▶ [Your task] Collect every line of the records that contains the word "foliage", treating uppercase and lowercase as distinct.

————————

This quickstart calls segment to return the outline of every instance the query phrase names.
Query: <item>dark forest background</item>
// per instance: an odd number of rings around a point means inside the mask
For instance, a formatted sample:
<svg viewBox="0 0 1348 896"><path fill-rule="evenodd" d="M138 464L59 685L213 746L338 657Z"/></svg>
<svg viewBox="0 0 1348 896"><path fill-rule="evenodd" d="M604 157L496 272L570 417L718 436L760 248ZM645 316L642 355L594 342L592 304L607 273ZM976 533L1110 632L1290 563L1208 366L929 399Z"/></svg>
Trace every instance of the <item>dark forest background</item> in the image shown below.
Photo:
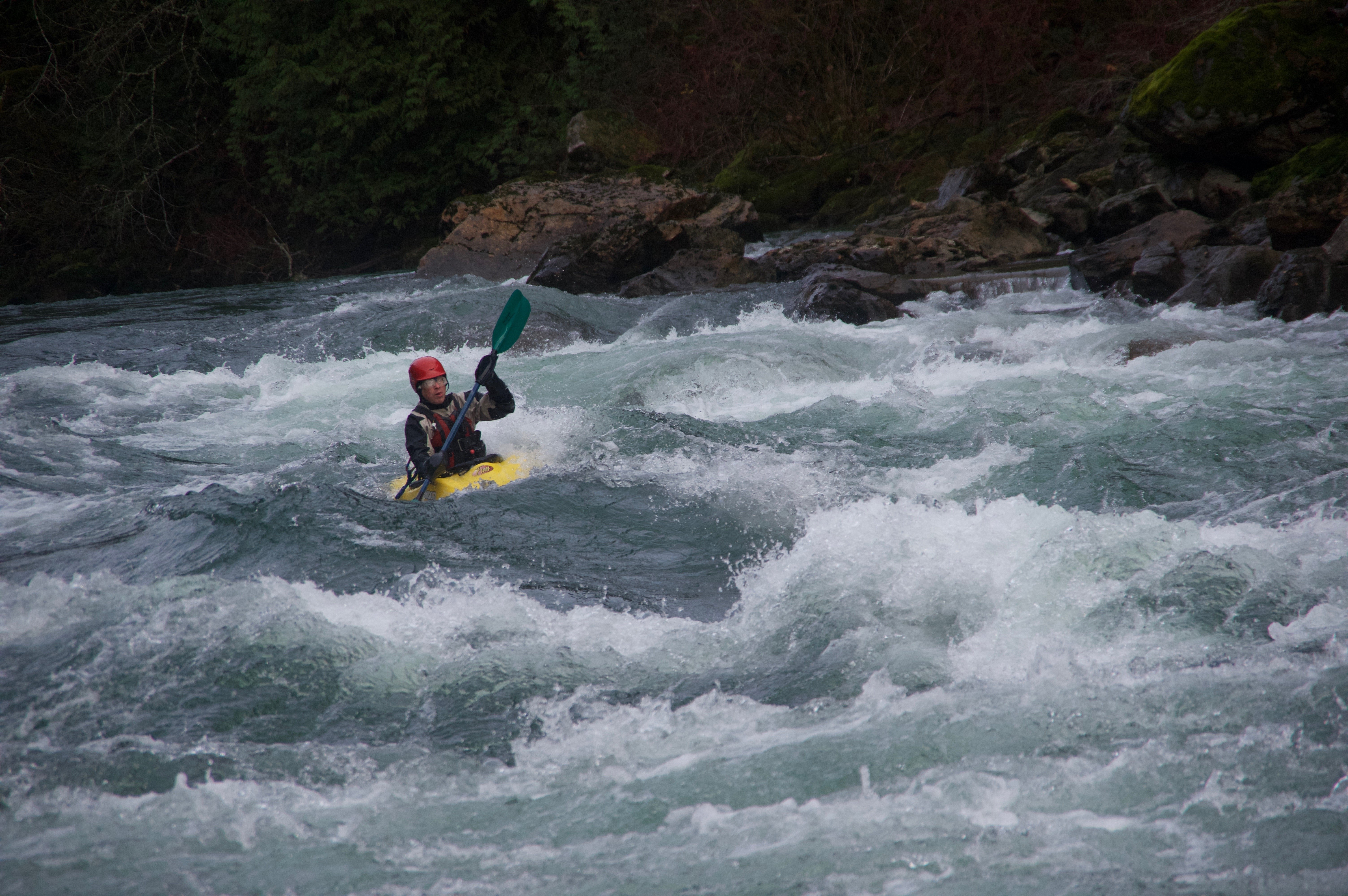
<svg viewBox="0 0 1348 896"><path fill-rule="evenodd" d="M454 197L617 108L709 181L752 143L1000 146L1105 117L1239 0L12 0L0 303L406 268Z"/></svg>

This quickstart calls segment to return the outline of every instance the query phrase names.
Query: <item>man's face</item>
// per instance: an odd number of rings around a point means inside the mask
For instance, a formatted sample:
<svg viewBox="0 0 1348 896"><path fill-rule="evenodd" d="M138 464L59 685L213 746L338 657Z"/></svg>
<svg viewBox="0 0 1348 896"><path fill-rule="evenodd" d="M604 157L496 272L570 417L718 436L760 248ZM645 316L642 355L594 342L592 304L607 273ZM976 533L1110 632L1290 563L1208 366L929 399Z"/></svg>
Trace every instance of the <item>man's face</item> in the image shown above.
<svg viewBox="0 0 1348 896"><path fill-rule="evenodd" d="M437 376L434 380L422 380L417 384L417 391L429 404L442 404L445 402L445 377Z"/></svg>

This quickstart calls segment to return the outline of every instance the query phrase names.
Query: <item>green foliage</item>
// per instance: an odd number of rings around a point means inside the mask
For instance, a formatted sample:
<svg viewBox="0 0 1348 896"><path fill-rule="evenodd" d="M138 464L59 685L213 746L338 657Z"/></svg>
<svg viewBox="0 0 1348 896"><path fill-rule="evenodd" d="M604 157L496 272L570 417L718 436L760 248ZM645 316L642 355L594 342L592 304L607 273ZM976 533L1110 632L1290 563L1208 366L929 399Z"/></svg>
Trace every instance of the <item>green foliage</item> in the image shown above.
<svg viewBox="0 0 1348 896"><path fill-rule="evenodd" d="M319 233L403 229L555 162L599 38L576 4L524 0L231 0L214 15L209 40L240 69L231 151Z"/></svg>
<svg viewBox="0 0 1348 896"><path fill-rule="evenodd" d="M1266 199L1293 181L1320 181L1345 171L1348 171L1348 135L1329 137L1259 174L1251 183L1250 195Z"/></svg>

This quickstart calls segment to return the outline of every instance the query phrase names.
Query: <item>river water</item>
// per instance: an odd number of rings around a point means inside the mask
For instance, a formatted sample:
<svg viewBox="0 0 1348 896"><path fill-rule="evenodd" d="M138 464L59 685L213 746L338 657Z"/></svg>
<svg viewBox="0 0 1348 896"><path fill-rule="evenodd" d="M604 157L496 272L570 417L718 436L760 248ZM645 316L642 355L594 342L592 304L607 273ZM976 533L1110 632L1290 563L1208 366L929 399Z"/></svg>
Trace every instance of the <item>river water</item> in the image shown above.
<svg viewBox="0 0 1348 896"><path fill-rule="evenodd" d="M1348 315L1030 286L0 309L0 892L1348 892Z"/></svg>

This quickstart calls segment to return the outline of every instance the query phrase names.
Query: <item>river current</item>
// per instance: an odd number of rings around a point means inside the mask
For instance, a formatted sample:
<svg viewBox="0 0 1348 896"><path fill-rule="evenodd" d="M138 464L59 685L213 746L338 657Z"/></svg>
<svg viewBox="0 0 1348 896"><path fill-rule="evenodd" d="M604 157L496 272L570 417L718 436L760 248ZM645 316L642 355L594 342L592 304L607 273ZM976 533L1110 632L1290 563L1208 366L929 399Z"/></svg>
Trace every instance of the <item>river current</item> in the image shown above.
<svg viewBox="0 0 1348 896"><path fill-rule="evenodd" d="M1015 286L0 309L0 893L1348 892L1348 315Z"/></svg>

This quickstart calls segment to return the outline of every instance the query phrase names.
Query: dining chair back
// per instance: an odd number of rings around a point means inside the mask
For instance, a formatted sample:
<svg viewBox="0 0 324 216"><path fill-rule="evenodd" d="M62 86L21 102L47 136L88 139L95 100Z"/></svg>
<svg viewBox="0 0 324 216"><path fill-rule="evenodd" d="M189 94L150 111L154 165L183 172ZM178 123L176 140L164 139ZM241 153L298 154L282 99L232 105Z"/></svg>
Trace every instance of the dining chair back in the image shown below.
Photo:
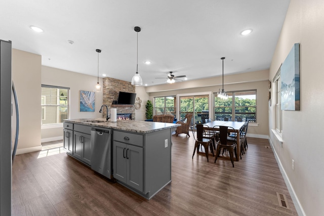
<svg viewBox="0 0 324 216"><path fill-rule="evenodd" d="M219 154L222 148L227 150L229 153L229 157L231 162L234 167L234 157L233 153L235 154L235 158L237 158L236 153L236 136L237 133L235 133L234 137L234 140L231 141L227 139L228 132L235 131L234 128L227 126L219 126L219 140L217 142L217 148L216 149L216 157L215 159L215 162L216 162L217 158L219 156Z"/></svg>
<svg viewBox="0 0 324 216"><path fill-rule="evenodd" d="M205 126L209 127L208 126ZM192 159L193 159L193 156L197 151L197 155L199 153L199 148L200 145L204 146L205 148L205 152L207 157L207 162L209 162L208 155L209 153L209 148L210 148L211 151L213 153L213 156L214 156L214 150L212 146L212 140L211 138L206 138L204 137L204 125L201 124L194 124L190 127L191 132L192 132L192 136L195 140L194 148L193 149L193 153L192 154ZM195 136L195 130L196 131L196 136Z"/></svg>
<svg viewBox="0 0 324 216"><path fill-rule="evenodd" d="M187 119L186 122L177 121L177 124L180 124L181 126L177 127L176 129L176 135L178 137L178 135L180 134L186 134L190 137L189 135L189 128L191 127L191 119L192 118L192 114L187 113L185 115L185 118Z"/></svg>

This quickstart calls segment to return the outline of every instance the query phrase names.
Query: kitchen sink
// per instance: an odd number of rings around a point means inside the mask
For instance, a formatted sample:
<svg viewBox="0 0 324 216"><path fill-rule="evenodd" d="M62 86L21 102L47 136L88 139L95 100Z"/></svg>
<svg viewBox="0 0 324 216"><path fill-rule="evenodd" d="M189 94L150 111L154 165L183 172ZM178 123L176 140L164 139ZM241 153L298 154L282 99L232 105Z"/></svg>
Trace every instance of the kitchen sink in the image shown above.
<svg viewBox="0 0 324 216"><path fill-rule="evenodd" d="M82 121L84 122L91 122L91 123L101 123L101 122L105 122L107 121L102 121L101 120L85 120L84 121Z"/></svg>

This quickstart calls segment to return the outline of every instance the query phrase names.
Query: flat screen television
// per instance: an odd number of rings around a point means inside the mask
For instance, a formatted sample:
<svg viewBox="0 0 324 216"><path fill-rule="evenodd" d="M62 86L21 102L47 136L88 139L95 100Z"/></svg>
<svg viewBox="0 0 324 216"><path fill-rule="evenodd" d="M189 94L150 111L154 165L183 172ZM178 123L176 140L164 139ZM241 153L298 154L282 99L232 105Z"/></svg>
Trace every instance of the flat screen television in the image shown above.
<svg viewBox="0 0 324 216"><path fill-rule="evenodd" d="M119 92L117 104L129 104L133 105L135 103L136 94Z"/></svg>

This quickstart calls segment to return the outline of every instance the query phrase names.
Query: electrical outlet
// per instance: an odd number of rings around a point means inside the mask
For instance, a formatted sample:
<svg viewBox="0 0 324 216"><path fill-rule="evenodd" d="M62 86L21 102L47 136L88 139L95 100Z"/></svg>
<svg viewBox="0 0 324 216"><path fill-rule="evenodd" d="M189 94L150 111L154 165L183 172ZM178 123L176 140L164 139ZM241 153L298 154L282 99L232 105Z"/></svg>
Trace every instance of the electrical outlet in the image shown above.
<svg viewBox="0 0 324 216"><path fill-rule="evenodd" d="M292 163L292 168L293 170L295 170L295 160L293 159L293 162Z"/></svg>

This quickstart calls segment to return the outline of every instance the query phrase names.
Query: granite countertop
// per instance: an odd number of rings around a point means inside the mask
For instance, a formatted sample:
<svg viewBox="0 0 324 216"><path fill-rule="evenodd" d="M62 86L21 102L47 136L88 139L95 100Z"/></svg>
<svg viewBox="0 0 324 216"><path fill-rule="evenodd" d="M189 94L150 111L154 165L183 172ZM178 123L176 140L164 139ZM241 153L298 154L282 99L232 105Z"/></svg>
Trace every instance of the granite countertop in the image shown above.
<svg viewBox="0 0 324 216"><path fill-rule="evenodd" d="M97 122L94 122L93 121L95 121ZM106 119L104 118L65 119L64 122L120 129L141 134L147 134L155 131L174 127L175 128L181 126L180 124L144 121L133 121L130 120L117 119L117 122L112 122L110 121L109 120L106 121Z"/></svg>

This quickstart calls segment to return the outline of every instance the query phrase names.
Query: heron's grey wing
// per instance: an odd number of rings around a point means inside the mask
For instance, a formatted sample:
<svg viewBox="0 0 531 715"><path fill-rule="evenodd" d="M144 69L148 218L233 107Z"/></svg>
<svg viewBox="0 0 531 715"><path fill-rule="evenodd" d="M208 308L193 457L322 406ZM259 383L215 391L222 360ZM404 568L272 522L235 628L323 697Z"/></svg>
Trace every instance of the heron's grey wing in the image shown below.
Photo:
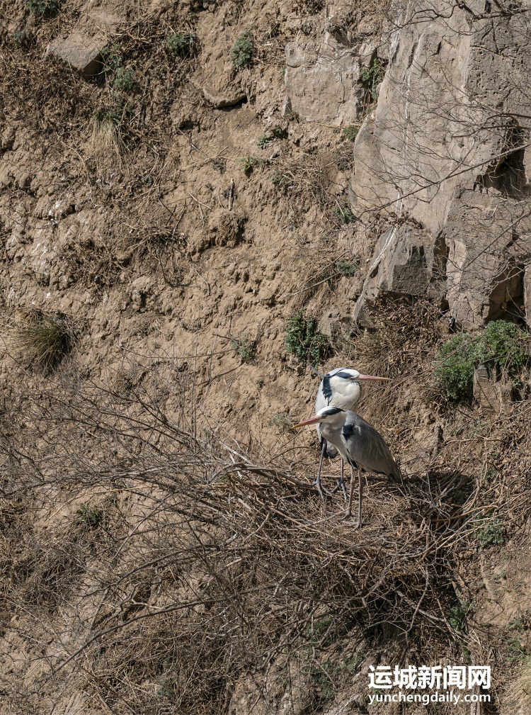
<svg viewBox="0 0 531 715"><path fill-rule="evenodd" d="M400 470L383 437L359 415L349 415L342 435L349 455L362 468L400 478Z"/></svg>

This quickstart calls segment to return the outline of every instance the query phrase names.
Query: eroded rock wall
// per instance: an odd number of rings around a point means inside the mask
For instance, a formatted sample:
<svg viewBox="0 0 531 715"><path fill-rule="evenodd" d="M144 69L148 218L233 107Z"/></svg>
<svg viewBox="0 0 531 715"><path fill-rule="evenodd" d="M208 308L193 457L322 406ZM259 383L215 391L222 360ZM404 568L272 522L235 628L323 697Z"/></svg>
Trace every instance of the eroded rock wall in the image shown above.
<svg viewBox="0 0 531 715"><path fill-rule="evenodd" d="M525 315L530 8L493 8L482 0L394 8L385 78L355 143L350 199L364 223L381 210L417 235L414 244L396 230L389 240L392 230L379 239L357 315L384 285L418 295L416 277L405 285L403 273L421 251L444 258L428 282L464 326Z"/></svg>

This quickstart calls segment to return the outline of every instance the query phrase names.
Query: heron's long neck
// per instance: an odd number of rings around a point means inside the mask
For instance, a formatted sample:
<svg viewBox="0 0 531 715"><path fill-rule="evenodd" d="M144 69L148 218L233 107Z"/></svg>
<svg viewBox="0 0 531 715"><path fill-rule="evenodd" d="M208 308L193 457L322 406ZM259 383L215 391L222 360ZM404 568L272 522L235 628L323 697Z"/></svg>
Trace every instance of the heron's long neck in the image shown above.
<svg viewBox="0 0 531 715"><path fill-rule="evenodd" d="M359 383L347 383L344 380L337 381L334 384L334 378L330 380L333 390L333 398L331 400L334 407L340 407L342 410L352 410L359 399L362 390Z"/></svg>

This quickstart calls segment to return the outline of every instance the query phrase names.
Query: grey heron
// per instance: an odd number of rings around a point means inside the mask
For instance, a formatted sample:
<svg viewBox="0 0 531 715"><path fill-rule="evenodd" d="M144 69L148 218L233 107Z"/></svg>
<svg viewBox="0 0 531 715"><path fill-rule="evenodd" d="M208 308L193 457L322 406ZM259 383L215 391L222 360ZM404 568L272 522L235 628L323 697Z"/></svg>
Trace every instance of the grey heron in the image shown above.
<svg viewBox="0 0 531 715"><path fill-rule="evenodd" d="M312 368L312 369L316 375L322 378L321 383L319 385L319 389L317 390L317 395L315 398L316 413L324 407L339 407L342 410L353 410L362 394L360 383L370 383L371 381L377 380L383 382L389 380L389 378L379 378L372 375L362 375L357 370L352 370L350 368L336 368L334 370L331 370L329 373L327 373L326 375L321 375L314 368ZM337 454L337 450L331 443L323 439L318 424L317 430L319 443L321 447L321 458L319 460L319 468L317 470L317 478L315 481L315 485L322 498L323 489L321 485L321 470L322 469L323 459L325 456L333 458ZM341 478L339 479L338 485L341 485L344 494L343 465L344 462L342 457ZM337 488L337 487L336 487Z"/></svg>
<svg viewBox="0 0 531 715"><path fill-rule="evenodd" d="M352 513L354 467L358 470L359 501L356 528L359 528L362 526L362 471L384 474L393 481L398 481L400 470L383 437L355 412L338 407L324 407L314 417L299 422L294 427L297 428L317 424L319 425L323 438L334 445L345 462L350 465L350 495L345 518Z"/></svg>

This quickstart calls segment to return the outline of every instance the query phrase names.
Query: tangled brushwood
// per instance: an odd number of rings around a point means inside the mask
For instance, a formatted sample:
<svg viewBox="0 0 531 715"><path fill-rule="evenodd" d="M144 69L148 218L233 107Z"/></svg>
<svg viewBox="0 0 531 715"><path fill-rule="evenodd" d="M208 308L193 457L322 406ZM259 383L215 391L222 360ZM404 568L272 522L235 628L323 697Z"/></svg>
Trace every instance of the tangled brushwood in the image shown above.
<svg viewBox="0 0 531 715"><path fill-rule="evenodd" d="M462 608L452 570L478 528L477 480L449 469L373 483L367 526L354 531L337 504L322 505L292 433L252 455L196 421L194 376L175 368L163 380L152 365L126 388L117 376L115 388L63 381L14 395L0 625L18 618L22 638L56 631L14 666L38 661L31 692L22 678L3 684L13 701L82 677L113 712L154 700L221 714L243 674L259 671L272 689L296 671L314 708L359 670L368 642L432 658L457 647L466 613L452 620ZM38 449L21 453L21 438ZM70 516L47 521L59 495ZM23 528L36 513L46 539ZM482 518L485 530L496 515Z"/></svg>

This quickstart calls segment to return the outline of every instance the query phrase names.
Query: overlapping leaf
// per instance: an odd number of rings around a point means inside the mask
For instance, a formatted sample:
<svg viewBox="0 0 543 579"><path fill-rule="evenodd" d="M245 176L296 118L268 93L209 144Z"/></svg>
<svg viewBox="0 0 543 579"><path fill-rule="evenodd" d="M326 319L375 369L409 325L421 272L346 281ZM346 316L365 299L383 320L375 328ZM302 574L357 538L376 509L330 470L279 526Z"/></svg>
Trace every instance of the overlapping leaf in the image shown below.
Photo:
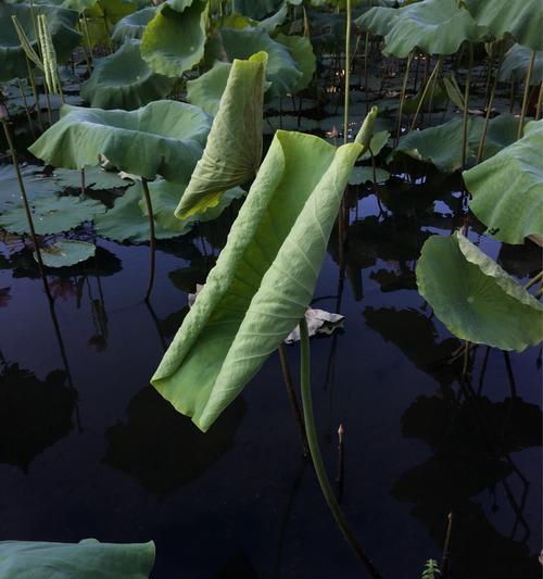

————————

▶ [Task response]
Query: <item>green foliage</item>
Trace every instance of the <item>green foliage</item> in the image shown above.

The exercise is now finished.